**YOUR TASK:** Return every line of the listing, exactly as it reads.

**INFORMATION:**
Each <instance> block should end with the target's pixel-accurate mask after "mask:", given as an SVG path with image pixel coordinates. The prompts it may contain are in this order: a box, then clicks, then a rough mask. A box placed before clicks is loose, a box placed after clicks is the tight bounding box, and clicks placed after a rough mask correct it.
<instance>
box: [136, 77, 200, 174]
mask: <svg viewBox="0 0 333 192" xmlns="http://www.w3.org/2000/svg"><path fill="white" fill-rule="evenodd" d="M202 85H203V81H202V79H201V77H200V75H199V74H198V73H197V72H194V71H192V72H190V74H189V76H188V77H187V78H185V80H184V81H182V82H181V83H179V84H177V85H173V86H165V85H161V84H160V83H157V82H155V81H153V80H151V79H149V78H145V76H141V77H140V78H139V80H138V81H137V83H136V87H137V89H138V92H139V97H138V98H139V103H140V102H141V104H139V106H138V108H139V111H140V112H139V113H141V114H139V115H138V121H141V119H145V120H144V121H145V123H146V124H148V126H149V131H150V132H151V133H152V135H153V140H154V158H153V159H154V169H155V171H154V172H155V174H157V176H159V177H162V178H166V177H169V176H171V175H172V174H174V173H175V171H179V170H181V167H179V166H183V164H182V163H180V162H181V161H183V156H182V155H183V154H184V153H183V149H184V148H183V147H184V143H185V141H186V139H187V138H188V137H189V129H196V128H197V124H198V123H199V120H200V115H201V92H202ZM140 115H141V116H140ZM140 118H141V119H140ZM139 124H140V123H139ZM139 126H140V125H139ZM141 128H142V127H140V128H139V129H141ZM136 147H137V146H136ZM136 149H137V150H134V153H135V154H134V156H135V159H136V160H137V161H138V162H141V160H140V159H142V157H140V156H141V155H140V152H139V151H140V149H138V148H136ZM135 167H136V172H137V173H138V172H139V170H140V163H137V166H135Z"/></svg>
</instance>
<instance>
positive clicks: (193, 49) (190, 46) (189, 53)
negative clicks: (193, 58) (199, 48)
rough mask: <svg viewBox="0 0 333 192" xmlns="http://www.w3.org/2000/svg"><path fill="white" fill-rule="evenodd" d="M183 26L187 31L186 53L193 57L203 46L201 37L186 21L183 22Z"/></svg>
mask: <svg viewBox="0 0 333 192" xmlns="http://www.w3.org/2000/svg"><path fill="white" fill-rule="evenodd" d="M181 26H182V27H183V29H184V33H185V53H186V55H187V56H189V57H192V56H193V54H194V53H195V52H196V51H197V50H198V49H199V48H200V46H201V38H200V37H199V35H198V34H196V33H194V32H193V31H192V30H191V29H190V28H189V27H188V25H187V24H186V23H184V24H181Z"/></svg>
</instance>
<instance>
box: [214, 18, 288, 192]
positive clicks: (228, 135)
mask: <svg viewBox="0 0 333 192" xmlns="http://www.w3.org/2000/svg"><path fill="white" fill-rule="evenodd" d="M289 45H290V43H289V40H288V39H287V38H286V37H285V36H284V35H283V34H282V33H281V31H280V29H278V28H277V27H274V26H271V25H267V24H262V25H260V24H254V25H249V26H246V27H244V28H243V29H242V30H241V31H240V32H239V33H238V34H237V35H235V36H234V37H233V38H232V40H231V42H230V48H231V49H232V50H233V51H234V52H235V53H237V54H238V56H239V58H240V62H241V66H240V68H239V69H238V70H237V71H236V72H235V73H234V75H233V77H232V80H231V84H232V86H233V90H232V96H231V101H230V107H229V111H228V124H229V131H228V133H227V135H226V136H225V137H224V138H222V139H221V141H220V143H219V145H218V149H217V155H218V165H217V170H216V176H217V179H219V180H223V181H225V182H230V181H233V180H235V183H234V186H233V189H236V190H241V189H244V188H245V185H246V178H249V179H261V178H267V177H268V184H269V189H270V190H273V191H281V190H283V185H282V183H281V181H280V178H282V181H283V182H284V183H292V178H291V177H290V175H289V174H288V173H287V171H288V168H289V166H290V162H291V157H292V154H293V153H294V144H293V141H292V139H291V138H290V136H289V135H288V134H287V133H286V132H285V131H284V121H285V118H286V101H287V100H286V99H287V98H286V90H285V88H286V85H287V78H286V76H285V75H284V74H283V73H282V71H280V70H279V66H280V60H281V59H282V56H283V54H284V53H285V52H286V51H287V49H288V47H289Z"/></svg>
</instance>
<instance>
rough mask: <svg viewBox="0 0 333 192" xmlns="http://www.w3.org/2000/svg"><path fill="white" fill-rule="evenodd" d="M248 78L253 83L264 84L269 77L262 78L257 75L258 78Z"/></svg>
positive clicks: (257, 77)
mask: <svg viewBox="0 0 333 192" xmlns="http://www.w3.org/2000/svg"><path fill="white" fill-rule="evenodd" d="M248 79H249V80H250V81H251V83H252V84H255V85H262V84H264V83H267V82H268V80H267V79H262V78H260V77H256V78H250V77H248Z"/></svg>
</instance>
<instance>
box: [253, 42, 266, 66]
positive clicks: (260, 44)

**RESPONSE BOX:**
Each <instance> block should end with the target's pixel-accurate mask after "mask:", given as an SVG path with image pixel coordinates. The prompts it may contain are in this order: a box, then clicks, then a rough mask. A box placed before clicks is loose, a box placed after clicks is the tight bounding box, and clicks placed after a rough mask correct it.
<instance>
box: [136, 77, 200, 174]
mask: <svg viewBox="0 0 333 192" xmlns="http://www.w3.org/2000/svg"><path fill="white" fill-rule="evenodd" d="M202 85H203V81H202V79H201V77H200V75H199V74H198V73H197V72H194V71H192V72H190V74H189V76H188V77H187V78H185V80H184V81H182V82H181V83H179V84H177V85H173V86H165V85H161V84H160V83H157V82H155V81H153V80H151V79H149V78H145V76H141V77H140V78H139V80H138V81H137V83H136V87H137V89H138V92H139V97H138V98H139V103H140V102H141V104H139V106H138V108H139V111H140V112H139V113H141V114H139V115H138V121H141V119H145V120H144V121H145V123H146V124H148V126H149V131H150V132H151V133H152V135H153V140H154V158H153V159H154V169H155V171H154V172H155V174H157V176H159V177H162V178H166V177H169V176H171V175H172V174H174V173H175V171H179V170H181V167H179V166H183V164H182V163H180V162H181V161H183V156H182V155H183V154H184V153H183V149H184V148H183V147H184V143H185V141H186V139H187V138H188V137H189V129H196V128H197V124H198V123H199V120H200V115H201V92H202ZM140 115H141V116H140ZM140 118H141V119H140ZM139 124H140V123H139ZM139 126H140V125H139ZM141 128H142V127H140V128H139V129H141ZM136 147H137V146H136ZM136 149H137V150H134V153H135V154H134V156H135V159H136V160H137V161H138V162H141V160H140V159H142V157H140V156H141V155H140V152H139V151H140V149H138V148H136ZM135 167H136V172H137V173H138V172H139V170H140V163H137V166H135Z"/></svg>
</instance>
<instance>
positive clicks: (193, 49) (190, 46) (189, 53)
negative clicks: (193, 58) (199, 48)
rough mask: <svg viewBox="0 0 333 192" xmlns="http://www.w3.org/2000/svg"><path fill="white" fill-rule="evenodd" d="M183 26L187 31L186 53L193 57L203 46L201 37L186 21L183 22Z"/></svg>
mask: <svg viewBox="0 0 333 192" xmlns="http://www.w3.org/2000/svg"><path fill="white" fill-rule="evenodd" d="M181 26H182V27H183V29H184V33H185V53H186V55H187V56H189V57H192V56H193V54H194V53H195V52H196V51H197V50H198V49H199V48H200V46H201V38H200V37H199V35H198V34H196V33H194V32H193V31H192V30H191V29H190V28H189V27H188V25H187V24H186V23H184V24H181Z"/></svg>
</instance>
<instance>
box: [214, 18, 288, 192]
positive clicks: (228, 135)
mask: <svg viewBox="0 0 333 192" xmlns="http://www.w3.org/2000/svg"><path fill="white" fill-rule="evenodd" d="M289 45H290V43H289V40H288V39H287V38H286V37H285V36H284V35H283V34H282V33H281V31H280V29H278V28H277V27H274V26H271V25H267V24H262V25H260V24H254V25H249V26H246V27H244V28H243V29H242V30H241V31H240V32H239V33H238V34H237V35H235V36H234V37H233V38H232V40H231V42H230V48H231V49H232V50H233V51H234V52H235V53H237V54H238V56H239V58H240V62H241V66H240V68H239V69H238V70H237V71H236V72H235V73H234V75H233V77H232V80H231V84H232V86H233V90H232V96H231V101H230V107H229V111H228V124H229V131H228V133H227V135H226V136H225V137H224V138H222V139H221V141H220V143H219V145H218V149H217V155H218V165H217V170H216V176H217V179H219V180H223V181H225V182H230V181H233V180H235V183H234V186H233V189H236V190H241V189H244V188H245V185H246V178H249V179H261V178H267V177H268V184H269V189H270V190H273V191H281V190H283V185H282V183H281V181H280V178H282V181H283V182H284V183H292V178H291V177H290V175H289V174H288V173H287V171H288V168H289V166H290V162H291V157H292V154H293V153H294V144H293V141H292V139H291V138H290V136H289V135H288V134H287V133H286V132H285V131H284V121H285V118H286V101H287V100H286V99H287V98H286V90H285V88H286V85H287V78H286V76H285V75H284V74H283V73H282V71H280V70H279V66H280V60H281V59H282V56H283V54H284V53H285V52H286V51H287V49H288V47H289Z"/></svg>
</instance>
<instance>
rough mask: <svg viewBox="0 0 333 192" xmlns="http://www.w3.org/2000/svg"><path fill="white" fill-rule="evenodd" d="M248 78L253 83L264 84L269 77L262 78L257 75L258 78Z"/></svg>
positive clicks: (257, 77)
mask: <svg viewBox="0 0 333 192" xmlns="http://www.w3.org/2000/svg"><path fill="white" fill-rule="evenodd" d="M248 79H249V80H250V81H251V83H252V84H255V85H262V84H264V83H267V82H268V80H267V79H262V78H260V77H256V78H250V77H248Z"/></svg>
</instance>
<instance>
box: [253, 42, 266, 66]
positive clicks: (260, 44)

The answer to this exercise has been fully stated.